**Trecho do documento:**
Antes disso, no entanto, o autor insere o leitor no tema do livro, mediante uma apresentação teórica e histórica da ultradireita dos Estados Unidos.

No Capítulo 1, três conceitos fundamentais para o entendimento da obra são apresentados: ultradireita, extrema direita e direita radical. Partindo do modelo conceitual de Mudde (Manchester University Press, 2000), Pini define a ultradireita (tradução feita pelo autor do termo em inglês, far right) como movimentos – violentos ou não violentos –, cujas pautas elencam ao menos três dos seguintes temas: nacionalismo, racismo, xenofobia, antidemocracia e autoritarismo. A ultradireita abrange desde movimentos de extrema direita (extreme right) até a direita radical (radical right), e sua principal diferença é como eles se relacionam com a democracia.

A extrema direita rejeita completamente a democracia e defende hierarquias sociais. Já a direita radical não é necessariamente antidemocrática, mas apresenta características iliberais, contrária a aspectos básicos da democracia liberal, como direitos das minorias e separação dos poderes. No ciclo eleitoral de 2016, adiciona-se à direita radical o conceito de populismo, o que resulta no Populismo de Direita Radical (PDR). Este é composto por três elementos: populismo, nativismo e autoritarismo.

O populismo é uma ideologia que considera a sociedade dividida entre “povo puro” e “elite corrupta”. O líder populista clama para si a vontade geral do povo e se coloca como representante dele em oposição à elite corrompida. Já o conceito de nativismo é relacionado aos discursos nacionalistas, racistas e xenofóbicos, que excluem o “outro”, considerado uma ameaça à homogeneidade da nação. Enfim, o autoritarismo representa a defesa de uma ordem social rígida, em que permaneça a lei e a ordem, além do apego à tradição e à disciplina.

No caso dos Estados Unidos, a ultradireita encontra raízes na Guerra Civil norte-americana, em que houve a defesa de uma ideologia tradicionalista e supremacista branca. A Guerra Civil é paradigmática no que concerne aos estudos da ultradireita nos EUA, a qual se coloca como oposição às transformações sociais derivadas da globalização e da imigração. Além disso, a crítica da ultradireita não é direcionada somente aos liberais-progressistas. Volta-se, também, contra o próprio movimento conservador e o Partido Republicano, considerados coniventes com a propagação de pautas e políticas liberais, cujo resultado foi uma sociedade multicultural, em detrimento de uma sociedade pautada por valores tradicionais.

A influência da ultradireita no século XXI deriva do movimento paleoconservador, que flerta com a ultradireita pelo nacionalismo e o conceito de “Declínio do Ocidente” de Oswald Spengler, entre outras teorias de atores da ultradireita, como os paleconservadores Paul Gottfried, Richard Spencer e Pat Buchanan, além da própria alt-right, movimento com atuação predominantemente online e que defende ideais supremacistas e nacionalistas brancos. O 11 de Setembro é, enfim, não só um dos marcos do novo processo de crescimento de grupos e movimentos da ultradireita, mas também da radicalização do Partido Republicano, a partir da oposição dos paleoconservadores à Guerra ao Terror.

**Entradas armazenadas:**
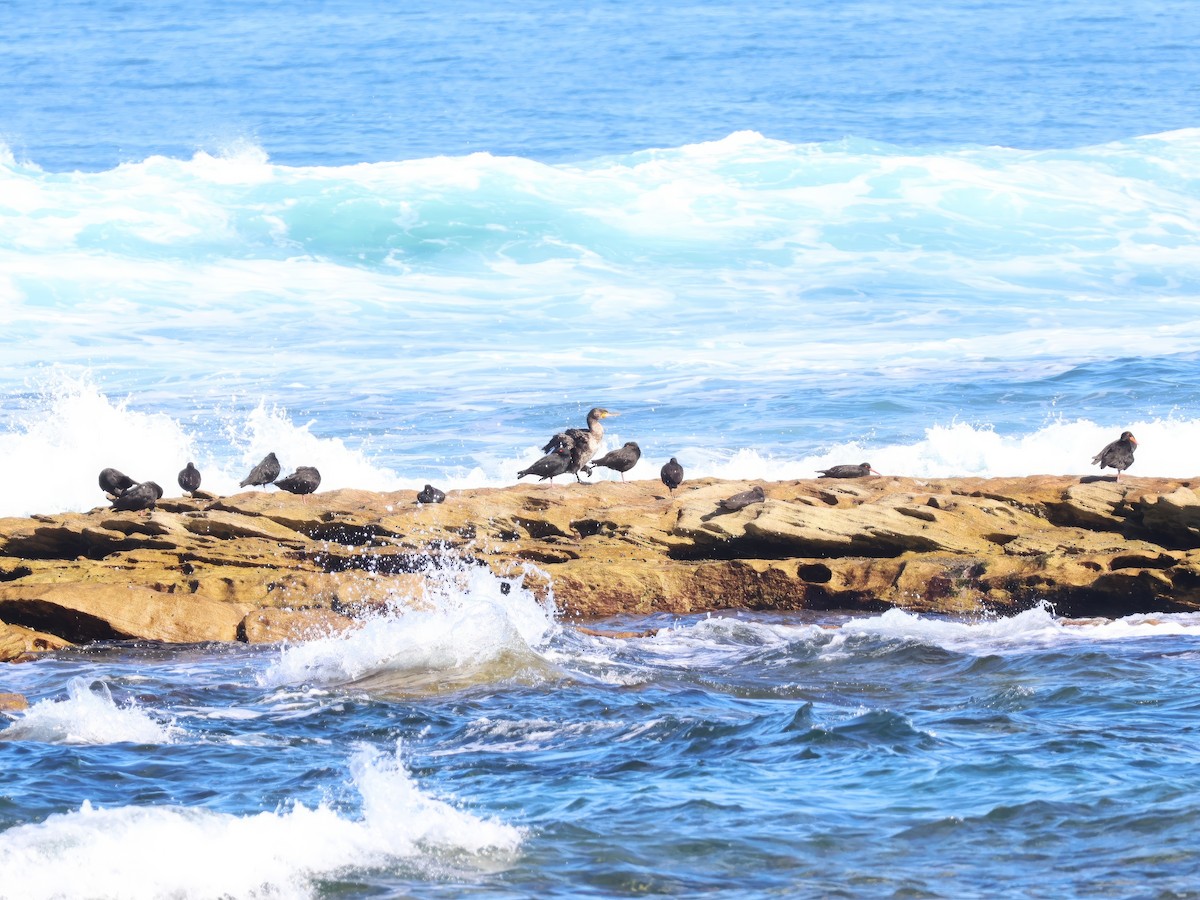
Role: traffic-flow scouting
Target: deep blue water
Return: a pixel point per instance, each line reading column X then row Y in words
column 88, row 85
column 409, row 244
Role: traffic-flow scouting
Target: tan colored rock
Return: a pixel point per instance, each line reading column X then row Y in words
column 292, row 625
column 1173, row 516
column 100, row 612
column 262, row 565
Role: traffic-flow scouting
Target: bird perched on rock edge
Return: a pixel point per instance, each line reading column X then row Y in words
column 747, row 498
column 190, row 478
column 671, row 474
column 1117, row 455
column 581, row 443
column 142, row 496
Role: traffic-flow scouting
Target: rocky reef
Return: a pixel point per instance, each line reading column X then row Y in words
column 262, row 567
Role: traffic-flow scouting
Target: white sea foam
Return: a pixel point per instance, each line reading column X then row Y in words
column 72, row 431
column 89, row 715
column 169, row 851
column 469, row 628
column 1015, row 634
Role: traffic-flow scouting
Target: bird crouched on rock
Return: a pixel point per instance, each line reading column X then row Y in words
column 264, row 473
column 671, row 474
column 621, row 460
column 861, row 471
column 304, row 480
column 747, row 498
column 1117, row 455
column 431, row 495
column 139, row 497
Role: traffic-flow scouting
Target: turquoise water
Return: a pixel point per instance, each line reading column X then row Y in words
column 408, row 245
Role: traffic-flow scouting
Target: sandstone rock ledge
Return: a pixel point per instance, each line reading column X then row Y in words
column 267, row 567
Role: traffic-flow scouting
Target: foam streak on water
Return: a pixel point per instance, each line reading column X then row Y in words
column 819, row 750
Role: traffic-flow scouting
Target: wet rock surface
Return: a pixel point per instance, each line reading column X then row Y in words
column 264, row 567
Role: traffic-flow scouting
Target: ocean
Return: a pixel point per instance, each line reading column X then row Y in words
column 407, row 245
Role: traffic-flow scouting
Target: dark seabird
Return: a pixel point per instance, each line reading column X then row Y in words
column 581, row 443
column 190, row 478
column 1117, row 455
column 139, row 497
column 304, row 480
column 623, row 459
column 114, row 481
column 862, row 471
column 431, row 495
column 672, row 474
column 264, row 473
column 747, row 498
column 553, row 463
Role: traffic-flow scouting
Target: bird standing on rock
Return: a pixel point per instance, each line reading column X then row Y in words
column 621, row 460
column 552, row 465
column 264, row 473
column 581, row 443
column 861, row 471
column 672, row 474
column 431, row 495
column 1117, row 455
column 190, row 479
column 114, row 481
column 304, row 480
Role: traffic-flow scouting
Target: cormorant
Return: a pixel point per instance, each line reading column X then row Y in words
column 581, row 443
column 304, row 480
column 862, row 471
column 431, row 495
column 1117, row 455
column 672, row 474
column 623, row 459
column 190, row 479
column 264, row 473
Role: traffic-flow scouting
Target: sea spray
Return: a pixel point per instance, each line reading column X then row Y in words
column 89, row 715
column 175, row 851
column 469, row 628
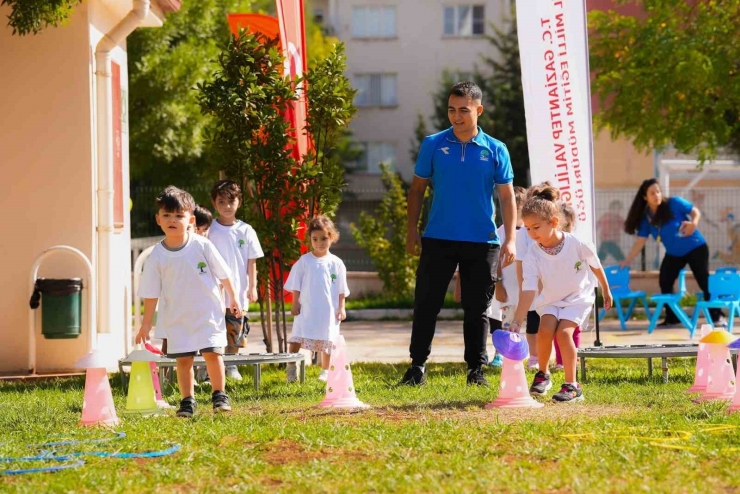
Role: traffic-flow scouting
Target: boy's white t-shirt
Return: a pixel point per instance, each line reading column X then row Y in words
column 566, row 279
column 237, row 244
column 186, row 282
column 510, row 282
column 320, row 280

**Pedido feito:**
Dê continuidade ao texto sobre a ultradireita nos Estados Unidos, começando logo após a última frase dele. As entradas provêm de outra fonte, sem relação com o trecho.

**Resposta escrita:**
As variáveis antecedentes: fragmentação da mídia, radicalização republicana, Movimento Birther e o antagonismo à Barack Obama e Hillary Clinton

No Capítulo 2, o autor apresenta como variáveis relacionadas à mídia e à desinformação influenciaram o resultado das eleições de 2016. No que tange à mídia, o papel que as plataformas digitais e as redes sociais desempenharam nas eleições de 2016 foi sem precedentes. A monetização das plataformas digitais deriva da exploração dos dados de seus usuários, a partir da criação de um enorme fluxo de dados e de informações que podem (e são) exploradas com finalidade eleitoral, especialmente por meio do microtargeting.

O microtargeting consiste em uma mensagem customizada a partir de métricas identificadas no nível individual do público-alvo, em que é possível estabelecer uma estratégia política que converta um indivíduo em eleitor. No caso das eleições de 2016, a identificação do público-alvo foi feita a partir dos dados dos usuários das plataformas digitais, como o Facebook, Twitter e Google. Além disso, por meio das estratégias de microtargeting, a propagação da desinformação é facilitada nas redes.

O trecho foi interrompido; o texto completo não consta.